Problem description: Can you find the lines of the listing that include "muddy" and copy every one?

Records to process:
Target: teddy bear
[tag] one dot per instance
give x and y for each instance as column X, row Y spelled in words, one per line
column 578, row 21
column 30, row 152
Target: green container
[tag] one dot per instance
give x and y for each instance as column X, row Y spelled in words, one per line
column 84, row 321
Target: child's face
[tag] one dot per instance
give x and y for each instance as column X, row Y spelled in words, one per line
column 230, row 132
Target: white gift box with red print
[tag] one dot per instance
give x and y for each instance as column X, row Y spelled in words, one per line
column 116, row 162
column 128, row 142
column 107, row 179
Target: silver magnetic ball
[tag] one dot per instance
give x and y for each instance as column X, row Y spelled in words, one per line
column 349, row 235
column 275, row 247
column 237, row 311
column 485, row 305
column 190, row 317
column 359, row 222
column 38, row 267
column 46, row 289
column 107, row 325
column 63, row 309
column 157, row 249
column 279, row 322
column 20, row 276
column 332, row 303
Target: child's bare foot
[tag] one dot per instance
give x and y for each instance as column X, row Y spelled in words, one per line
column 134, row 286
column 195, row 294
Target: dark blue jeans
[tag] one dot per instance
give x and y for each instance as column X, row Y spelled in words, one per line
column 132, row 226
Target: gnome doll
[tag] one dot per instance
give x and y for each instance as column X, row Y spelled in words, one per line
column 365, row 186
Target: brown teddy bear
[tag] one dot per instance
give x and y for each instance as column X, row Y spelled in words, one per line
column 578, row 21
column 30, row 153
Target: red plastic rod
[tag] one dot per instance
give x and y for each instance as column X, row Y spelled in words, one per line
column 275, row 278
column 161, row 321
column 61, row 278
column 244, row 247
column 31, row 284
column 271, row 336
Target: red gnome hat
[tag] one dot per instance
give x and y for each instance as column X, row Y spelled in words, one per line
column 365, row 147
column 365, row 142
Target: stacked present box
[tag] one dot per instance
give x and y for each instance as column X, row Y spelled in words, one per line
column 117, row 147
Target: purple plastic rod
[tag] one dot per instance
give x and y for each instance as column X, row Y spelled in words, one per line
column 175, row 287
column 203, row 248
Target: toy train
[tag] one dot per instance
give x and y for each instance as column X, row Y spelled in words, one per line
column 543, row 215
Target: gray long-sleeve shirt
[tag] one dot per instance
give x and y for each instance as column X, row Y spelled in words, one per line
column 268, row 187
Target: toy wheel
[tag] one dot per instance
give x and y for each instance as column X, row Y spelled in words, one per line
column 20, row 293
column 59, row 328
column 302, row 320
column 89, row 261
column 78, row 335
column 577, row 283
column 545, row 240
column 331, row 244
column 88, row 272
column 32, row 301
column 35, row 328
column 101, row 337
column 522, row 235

...

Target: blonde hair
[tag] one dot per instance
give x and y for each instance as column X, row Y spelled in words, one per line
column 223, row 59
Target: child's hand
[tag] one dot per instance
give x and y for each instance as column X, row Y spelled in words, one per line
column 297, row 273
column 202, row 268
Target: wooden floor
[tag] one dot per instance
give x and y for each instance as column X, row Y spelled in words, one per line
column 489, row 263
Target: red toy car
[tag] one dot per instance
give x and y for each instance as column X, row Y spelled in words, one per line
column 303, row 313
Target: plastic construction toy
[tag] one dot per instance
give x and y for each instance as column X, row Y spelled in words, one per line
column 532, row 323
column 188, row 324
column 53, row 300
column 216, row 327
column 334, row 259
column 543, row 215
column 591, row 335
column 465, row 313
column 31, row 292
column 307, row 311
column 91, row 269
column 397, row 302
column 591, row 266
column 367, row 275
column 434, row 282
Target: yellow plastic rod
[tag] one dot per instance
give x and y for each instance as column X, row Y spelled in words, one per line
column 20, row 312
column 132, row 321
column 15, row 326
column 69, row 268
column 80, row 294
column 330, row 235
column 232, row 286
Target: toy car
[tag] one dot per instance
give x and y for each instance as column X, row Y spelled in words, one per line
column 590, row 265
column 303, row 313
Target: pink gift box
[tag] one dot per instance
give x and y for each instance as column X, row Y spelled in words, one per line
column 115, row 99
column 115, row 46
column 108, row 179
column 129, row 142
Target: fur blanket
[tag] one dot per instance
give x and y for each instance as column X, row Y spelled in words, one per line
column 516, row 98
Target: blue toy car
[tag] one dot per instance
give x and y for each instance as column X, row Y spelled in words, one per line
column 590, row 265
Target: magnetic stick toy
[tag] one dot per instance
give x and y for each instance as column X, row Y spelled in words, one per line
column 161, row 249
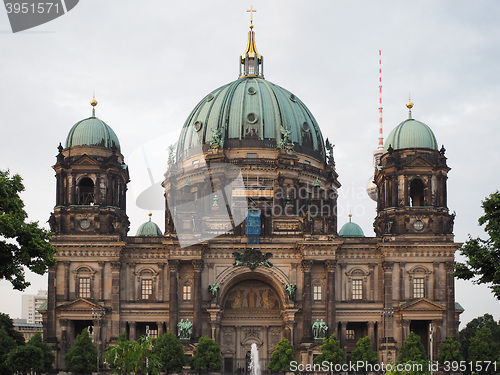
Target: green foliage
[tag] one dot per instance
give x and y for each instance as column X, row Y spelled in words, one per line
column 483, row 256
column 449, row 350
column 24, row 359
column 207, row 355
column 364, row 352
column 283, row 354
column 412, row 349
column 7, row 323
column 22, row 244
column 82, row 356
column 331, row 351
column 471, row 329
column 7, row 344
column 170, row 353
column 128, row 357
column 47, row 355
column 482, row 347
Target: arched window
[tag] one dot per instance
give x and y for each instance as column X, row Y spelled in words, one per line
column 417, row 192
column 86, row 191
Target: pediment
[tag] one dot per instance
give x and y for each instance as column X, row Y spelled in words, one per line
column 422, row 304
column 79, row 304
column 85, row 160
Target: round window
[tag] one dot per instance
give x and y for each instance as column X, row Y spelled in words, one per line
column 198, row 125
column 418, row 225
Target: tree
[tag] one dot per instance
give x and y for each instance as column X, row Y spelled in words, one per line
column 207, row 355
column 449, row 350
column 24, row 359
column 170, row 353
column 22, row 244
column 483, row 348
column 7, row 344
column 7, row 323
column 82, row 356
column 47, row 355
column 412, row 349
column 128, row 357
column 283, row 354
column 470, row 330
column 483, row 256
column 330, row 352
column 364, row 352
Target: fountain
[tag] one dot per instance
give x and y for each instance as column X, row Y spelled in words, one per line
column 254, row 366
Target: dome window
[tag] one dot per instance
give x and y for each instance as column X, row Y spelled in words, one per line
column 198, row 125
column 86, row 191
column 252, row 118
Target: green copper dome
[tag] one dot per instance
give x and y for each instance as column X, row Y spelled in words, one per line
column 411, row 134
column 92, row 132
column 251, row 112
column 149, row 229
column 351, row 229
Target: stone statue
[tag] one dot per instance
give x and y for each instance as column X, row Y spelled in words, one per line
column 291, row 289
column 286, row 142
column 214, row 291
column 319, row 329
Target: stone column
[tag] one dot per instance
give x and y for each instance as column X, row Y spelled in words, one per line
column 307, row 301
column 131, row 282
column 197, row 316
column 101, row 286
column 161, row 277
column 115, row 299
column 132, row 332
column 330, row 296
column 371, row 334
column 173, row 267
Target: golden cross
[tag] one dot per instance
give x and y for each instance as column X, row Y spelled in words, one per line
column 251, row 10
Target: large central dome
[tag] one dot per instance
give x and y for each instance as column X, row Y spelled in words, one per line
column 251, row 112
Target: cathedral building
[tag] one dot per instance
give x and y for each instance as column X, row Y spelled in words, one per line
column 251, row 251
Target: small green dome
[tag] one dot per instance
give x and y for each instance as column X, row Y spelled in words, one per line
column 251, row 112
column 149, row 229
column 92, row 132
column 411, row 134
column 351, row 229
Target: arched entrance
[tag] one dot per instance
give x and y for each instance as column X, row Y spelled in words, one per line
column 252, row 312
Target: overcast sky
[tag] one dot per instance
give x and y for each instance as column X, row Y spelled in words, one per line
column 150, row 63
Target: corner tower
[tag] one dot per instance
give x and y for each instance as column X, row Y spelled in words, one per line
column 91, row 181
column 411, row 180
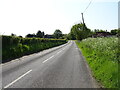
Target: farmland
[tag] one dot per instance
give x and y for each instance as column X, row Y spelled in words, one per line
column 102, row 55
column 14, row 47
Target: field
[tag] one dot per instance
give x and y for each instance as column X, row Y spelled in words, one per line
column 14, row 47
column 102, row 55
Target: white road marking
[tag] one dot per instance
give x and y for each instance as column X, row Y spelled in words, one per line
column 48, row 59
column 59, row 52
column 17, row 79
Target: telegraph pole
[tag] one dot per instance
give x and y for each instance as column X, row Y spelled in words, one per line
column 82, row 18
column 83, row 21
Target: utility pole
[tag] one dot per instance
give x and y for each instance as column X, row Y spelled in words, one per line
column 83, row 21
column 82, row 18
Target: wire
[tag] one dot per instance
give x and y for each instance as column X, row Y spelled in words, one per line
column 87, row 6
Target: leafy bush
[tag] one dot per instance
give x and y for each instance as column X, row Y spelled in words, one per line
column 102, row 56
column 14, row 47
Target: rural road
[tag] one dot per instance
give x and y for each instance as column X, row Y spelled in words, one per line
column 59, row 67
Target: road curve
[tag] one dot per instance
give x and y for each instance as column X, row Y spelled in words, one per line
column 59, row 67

==

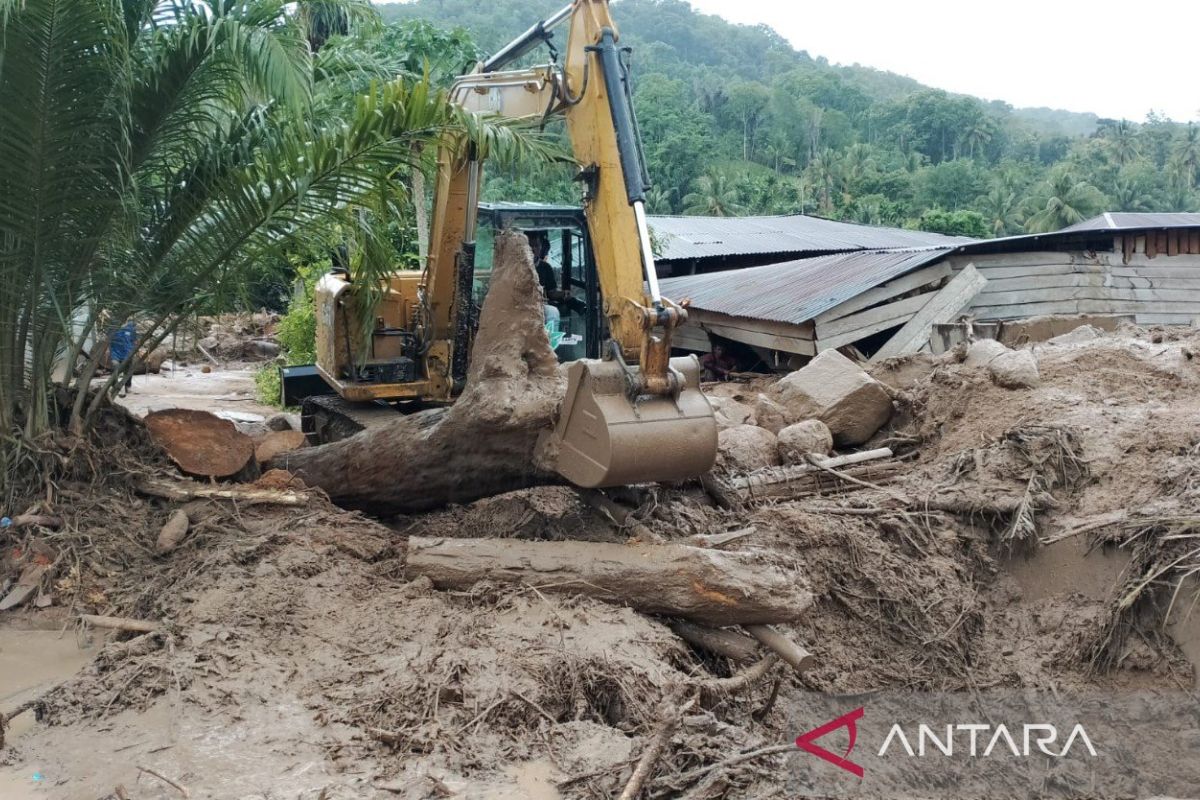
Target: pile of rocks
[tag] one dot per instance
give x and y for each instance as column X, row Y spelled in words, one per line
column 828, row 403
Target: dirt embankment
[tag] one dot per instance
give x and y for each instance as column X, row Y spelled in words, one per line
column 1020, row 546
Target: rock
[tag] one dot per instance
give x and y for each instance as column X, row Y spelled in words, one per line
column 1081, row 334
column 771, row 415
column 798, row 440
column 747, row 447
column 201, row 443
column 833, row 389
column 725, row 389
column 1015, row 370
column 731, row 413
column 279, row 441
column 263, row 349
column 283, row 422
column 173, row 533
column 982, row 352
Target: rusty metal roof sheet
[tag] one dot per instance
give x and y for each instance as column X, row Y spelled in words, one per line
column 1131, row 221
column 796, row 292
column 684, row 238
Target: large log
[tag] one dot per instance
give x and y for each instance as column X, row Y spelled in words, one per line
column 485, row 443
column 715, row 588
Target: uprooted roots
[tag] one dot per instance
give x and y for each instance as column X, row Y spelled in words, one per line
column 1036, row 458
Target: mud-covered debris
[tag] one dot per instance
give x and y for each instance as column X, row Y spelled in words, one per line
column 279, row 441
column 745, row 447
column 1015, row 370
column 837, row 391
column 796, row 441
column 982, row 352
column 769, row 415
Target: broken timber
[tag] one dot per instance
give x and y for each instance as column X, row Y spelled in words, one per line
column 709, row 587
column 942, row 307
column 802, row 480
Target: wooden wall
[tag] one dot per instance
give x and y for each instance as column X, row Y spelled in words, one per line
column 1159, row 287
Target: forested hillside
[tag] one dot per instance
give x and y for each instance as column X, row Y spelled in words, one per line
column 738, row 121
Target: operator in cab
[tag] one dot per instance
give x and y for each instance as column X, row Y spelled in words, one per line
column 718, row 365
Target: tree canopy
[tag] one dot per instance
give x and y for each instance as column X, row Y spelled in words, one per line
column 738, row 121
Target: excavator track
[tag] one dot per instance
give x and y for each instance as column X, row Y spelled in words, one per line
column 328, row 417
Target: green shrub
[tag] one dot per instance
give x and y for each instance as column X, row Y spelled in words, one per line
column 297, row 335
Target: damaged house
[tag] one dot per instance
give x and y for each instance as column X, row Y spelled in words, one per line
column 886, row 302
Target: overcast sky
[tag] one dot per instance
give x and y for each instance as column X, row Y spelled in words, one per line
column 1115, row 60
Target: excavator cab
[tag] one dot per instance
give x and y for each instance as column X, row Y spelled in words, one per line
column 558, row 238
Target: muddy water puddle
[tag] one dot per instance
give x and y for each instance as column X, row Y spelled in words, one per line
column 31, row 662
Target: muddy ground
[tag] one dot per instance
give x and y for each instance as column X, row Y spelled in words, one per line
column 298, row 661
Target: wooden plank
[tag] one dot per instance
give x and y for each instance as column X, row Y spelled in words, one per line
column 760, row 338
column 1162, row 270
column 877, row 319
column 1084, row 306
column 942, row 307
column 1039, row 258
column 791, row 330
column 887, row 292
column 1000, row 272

Exercise answer:
Target: muddy water puddle
Target: muddy ground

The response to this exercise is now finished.